(Detection examples)

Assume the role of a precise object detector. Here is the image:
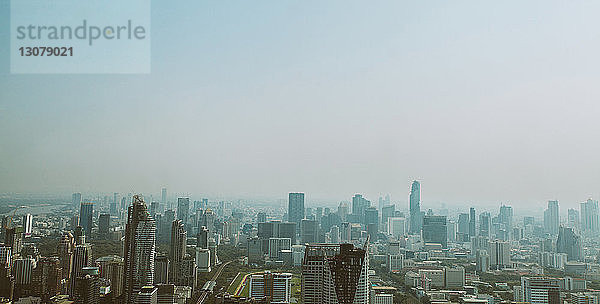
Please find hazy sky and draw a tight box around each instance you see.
[0,0,600,210]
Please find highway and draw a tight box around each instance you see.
[196,261,233,304]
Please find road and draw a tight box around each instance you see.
[196,261,233,304]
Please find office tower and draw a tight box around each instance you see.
[556,227,583,261]
[269,238,292,260]
[96,255,124,297]
[381,205,396,233]
[469,207,477,237]
[364,207,379,233]
[123,195,156,304]
[408,181,423,234]
[98,213,110,239]
[300,219,319,244]
[515,277,562,304]
[256,212,267,223]
[288,193,304,229]
[79,202,94,238]
[479,212,492,237]
[4,226,23,254]
[135,285,158,304]
[567,209,579,230]
[301,244,369,304]
[444,266,465,290]
[196,226,208,249]
[110,192,119,216]
[177,197,190,225]
[458,213,469,235]
[249,271,292,304]
[498,205,513,233]
[71,193,81,207]
[169,220,187,285]
[544,201,559,234]
[490,240,512,269]
[160,188,170,208]
[423,215,448,248]
[58,232,75,280]
[23,213,33,237]
[154,255,171,284]
[580,199,600,235]
[74,267,100,304]
[351,194,371,224]
[337,202,350,221]
[33,257,62,303]
[196,247,211,272]
[387,217,406,238]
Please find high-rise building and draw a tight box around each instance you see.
[79,202,94,238]
[515,277,562,304]
[249,271,292,304]
[300,219,319,244]
[301,244,369,304]
[351,194,371,224]
[169,220,187,285]
[469,207,477,237]
[123,195,156,304]
[544,201,560,235]
[479,212,492,237]
[490,240,512,269]
[177,197,190,225]
[98,213,110,239]
[422,215,448,248]
[73,267,100,304]
[580,199,600,235]
[408,181,423,234]
[288,193,304,229]
[96,255,123,298]
[556,227,583,261]
[23,213,33,237]
[71,193,81,208]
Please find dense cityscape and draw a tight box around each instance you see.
[0,181,600,304]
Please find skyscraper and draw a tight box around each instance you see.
[169,220,187,285]
[177,197,190,225]
[469,207,476,237]
[580,199,600,234]
[408,181,423,234]
[123,195,156,304]
[556,227,583,261]
[79,202,94,238]
[288,193,304,230]
[301,244,369,304]
[423,215,448,248]
[544,201,559,235]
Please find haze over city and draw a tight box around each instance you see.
[0,1,600,210]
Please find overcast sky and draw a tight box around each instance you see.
[0,0,600,210]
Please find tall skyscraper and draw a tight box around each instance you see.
[556,227,583,261]
[490,240,512,269]
[288,193,304,230]
[479,212,492,237]
[177,197,190,225]
[423,215,448,248]
[301,244,369,304]
[79,202,94,238]
[580,199,600,235]
[71,192,81,208]
[123,195,156,304]
[169,220,187,285]
[160,188,169,208]
[408,181,423,234]
[469,207,477,237]
[544,201,560,235]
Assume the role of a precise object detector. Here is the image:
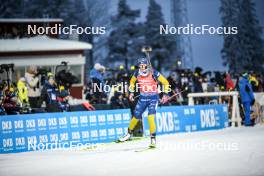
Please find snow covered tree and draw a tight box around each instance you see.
[25,0,71,19]
[220,0,264,73]
[108,0,144,68]
[0,0,23,18]
[145,0,176,69]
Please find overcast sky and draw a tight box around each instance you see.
[112,0,264,70]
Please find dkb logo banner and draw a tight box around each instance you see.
[143,105,228,135]
[0,109,131,153]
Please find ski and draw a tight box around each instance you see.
[82,137,147,151]
[135,146,157,152]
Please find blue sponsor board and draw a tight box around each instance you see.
[0,109,131,153]
[143,105,228,135]
[0,105,228,153]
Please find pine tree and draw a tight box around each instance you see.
[145,0,176,70]
[108,0,142,68]
[0,0,23,18]
[25,0,72,19]
[220,0,264,73]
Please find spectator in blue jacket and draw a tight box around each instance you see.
[239,73,255,126]
[90,63,106,104]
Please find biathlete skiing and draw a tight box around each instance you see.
[118,58,170,148]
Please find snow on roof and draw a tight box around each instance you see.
[0,18,63,23]
[0,35,92,52]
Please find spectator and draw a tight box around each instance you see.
[41,75,69,112]
[25,65,40,108]
[239,73,255,126]
[225,73,235,91]
[17,77,29,107]
[111,92,129,109]
[90,63,106,104]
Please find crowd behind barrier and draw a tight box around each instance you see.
[0,63,264,126]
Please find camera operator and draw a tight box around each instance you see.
[25,65,40,108]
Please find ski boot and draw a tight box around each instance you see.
[117,129,132,142]
[149,134,156,148]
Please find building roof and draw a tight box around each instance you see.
[0,35,92,53]
[0,18,63,23]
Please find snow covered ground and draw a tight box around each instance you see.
[0,126,264,176]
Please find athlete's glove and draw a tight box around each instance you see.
[161,95,169,104]
[129,93,134,101]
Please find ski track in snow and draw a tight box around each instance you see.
[0,125,264,176]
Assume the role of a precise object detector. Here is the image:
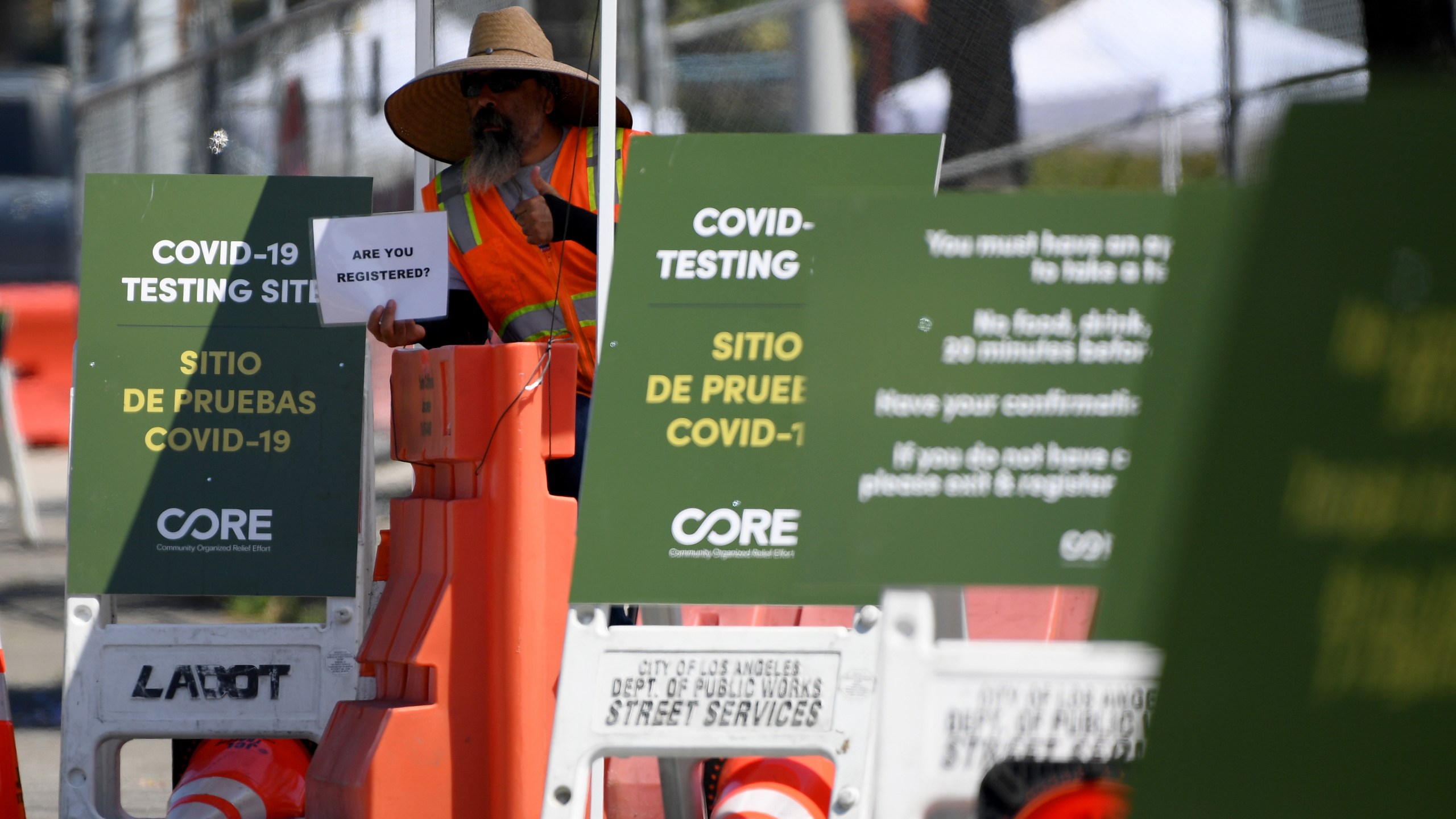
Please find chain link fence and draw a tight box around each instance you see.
[73,0,1366,198]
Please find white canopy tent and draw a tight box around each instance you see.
[875,0,1366,147]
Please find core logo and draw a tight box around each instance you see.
[131,664,293,700]
[1057,529,1112,562]
[157,507,272,541]
[673,508,799,547]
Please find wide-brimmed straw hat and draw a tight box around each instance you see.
[384,6,632,162]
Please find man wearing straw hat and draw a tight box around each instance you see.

■ **DIRECTIVE**:
Copy every item above word for word, leaving out the pictures.

■ **TASK ANSWER**:
Assume the role of a precise object detector. Here is the image:
Please find hazy sky and draw a tight box around each instance you see.
[0,0,600,210]
Please find highway and draw a tight box around each instance you see.
[196,261,233,304]
Please find road and draw a tight box around each instance you see.
[196,261,233,304]
Please find office tower and draw a tight box around each instance you see.
[556,227,583,261]
[269,238,292,260]
[96,255,124,297]
[381,205,396,233]
[469,207,477,237]
[364,207,379,233]
[123,195,156,304]
[408,181,423,234]
[98,213,110,239]
[300,219,319,244]
[515,277,562,304]
[256,212,267,223]
[288,193,304,229]
[79,202,94,238]
[479,212,492,237]
[4,226,23,254]
[135,285,158,304]
[567,209,579,230]
[301,244,369,304]
[444,266,465,290]
[196,226,208,249]
[110,192,119,216]
[177,197,190,225]
[458,213,469,235]
[249,271,292,304]
[498,205,513,233]
[71,193,81,207]
[169,220,187,285]
[544,201,559,234]
[490,240,512,269]
[160,188,170,208]
[423,215,448,248]
[58,232,75,280]
[23,213,33,237]
[154,255,171,284]
[580,199,600,235]
[74,267,100,304]
[351,194,371,224]
[337,202,350,221]
[33,257,62,303]
[196,247,211,272]
[387,217,406,238]
Please find high-rise building and draw a tight box around each instance you see.
[79,202,94,238]
[515,277,562,304]
[249,271,292,304]
[300,219,319,244]
[301,244,369,304]
[351,194,371,224]
[169,220,187,285]
[469,207,477,237]
[123,195,156,304]
[544,201,560,235]
[479,212,492,237]
[490,240,512,269]
[177,197,190,225]
[98,213,110,239]
[422,215,448,248]
[73,267,100,304]
[580,199,600,235]
[408,181,423,234]
[288,193,304,229]
[96,255,123,298]
[556,227,583,261]
[23,213,33,237]
[71,193,81,208]
Please find dense cityscape and draw a tight box around each instance you see.
[0,181,600,304]
Please find skyscraper and draw a tight box around each instance you see.
[169,220,187,285]
[177,197,190,225]
[469,207,476,237]
[580,199,600,234]
[408,181,423,234]
[123,195,156,304]
[556,227,583,261]
[79,202,94,238]
[288,193,304,230]
[301,244,369,304]
[423,215,448,248]
[544,201,559,235]
Please find haze over city and draw a tight box around each instance you see.
[0,1,600,210]
Please find overcast sky and draw a tight box around each instance you see.
[0,0,600,210]
Please find tall skyscraper and draw a tight box around each instance you see.
[556,227,583,261]
[490,240,512,269]
[288,193,304,230]
[479,212,492,237]
[177,197,190,225]
[423,215,448,248]
[301,244,369,304]
[79,202,94,238]
[580,199,600,235]
[71,192,81,208]
[123,195,156,304]
[169,220,187,285]
[160,188,169,208]
[408,181,423,234]
[469,207,477,237]
[544,201,560,235]
Assume the role of a precise object detector. Here is the image:
Please find snow covered tree and draw a tight box around each instance you see.
[25,0,71,19]
[220,0,264,73]
[108,0,144,68]
[0,0,23,18]
[145,0,176,69]
Please find overcast sky and draw a tight box around each instance you see.
[112,0,264,70]
Please find dkb logo banner and draw a tight box around each instance you see.
[143,105,228,135]
[0,109,131,153]
Please find ski and draw a tight box around each instance you see.
[82,137,147,151]
[135,146,157,152]
Please find blue sponsor board and draw a tight box around each instance you see.
[0,109,131,153]
[143,105,228,135]
[0,105,228,153]
Please find pine tree and draw a tight box around each instance you see.
[145,0,176,70]
[108,0,142,68]
[0,0,23,18]
[25,0,72,19]
[220,0,264,73]
Please find spectator in blue jacket and draw a tight box around each instance you see.
[239,73,255,126]
[90,63,106,104]
Please find biathlete skiing and draw a tight box around each instance you see.
[118,58,170,148]
Please find snow on roof and draw a tight box around each instance you see.
[0,18,63,23]
[0,35,92,52]
Please find spectator and draw a tight box around each instance you see.
[41,75,69,112]
[25,65,40,108]
[239,73,255,126]
[225,73,235,91]
[17,77,29,107]
[111,92,129,109]
[90,63,106,104]
Please find crowd behind barrier and draw a tight box around each instance you see.
[0,63,264,126]
Please find camera operator and draw a tight box around each instance you see.
[25,65,40,108]
Please find ski boot and draw a tight box around each instance you see.
[117,129,132,142]
[149,134,156,148]
Please find building roof and draw a tight box around each instance you see.
[0,35,92,53]
[0,18,63,23]
Please find snow covered ground and draw a tight box around each instance you see.
[0,126,264,176]
Please find athlete's glove and draw a tight box around each instance you see.
[161,95,169,104]
[129,93,134,101]
Please find ski track in snow and draw a tight box around each instance you see.
[0,125,264,176]
Assume the role of a precise object detector. Here is the image:
Please find chain link fence and draw a tight box around each instance you see.
[73,0,1366,198]
Please find white canopy tent and draw a tight box around each instance you see.
[875,0,1366,147]
Please find core logo and draw a tight box around each instance you see.
[131,664,293,700]
[1057,529,1112,562]
[157,507,272,541]
[673,508,799,547]
Please find wide-brimmed straw hat and draw a tight box around each instance you see.
[384,6,632,162]
Please find man wearing straw hat and draw a tight box around each instance you see.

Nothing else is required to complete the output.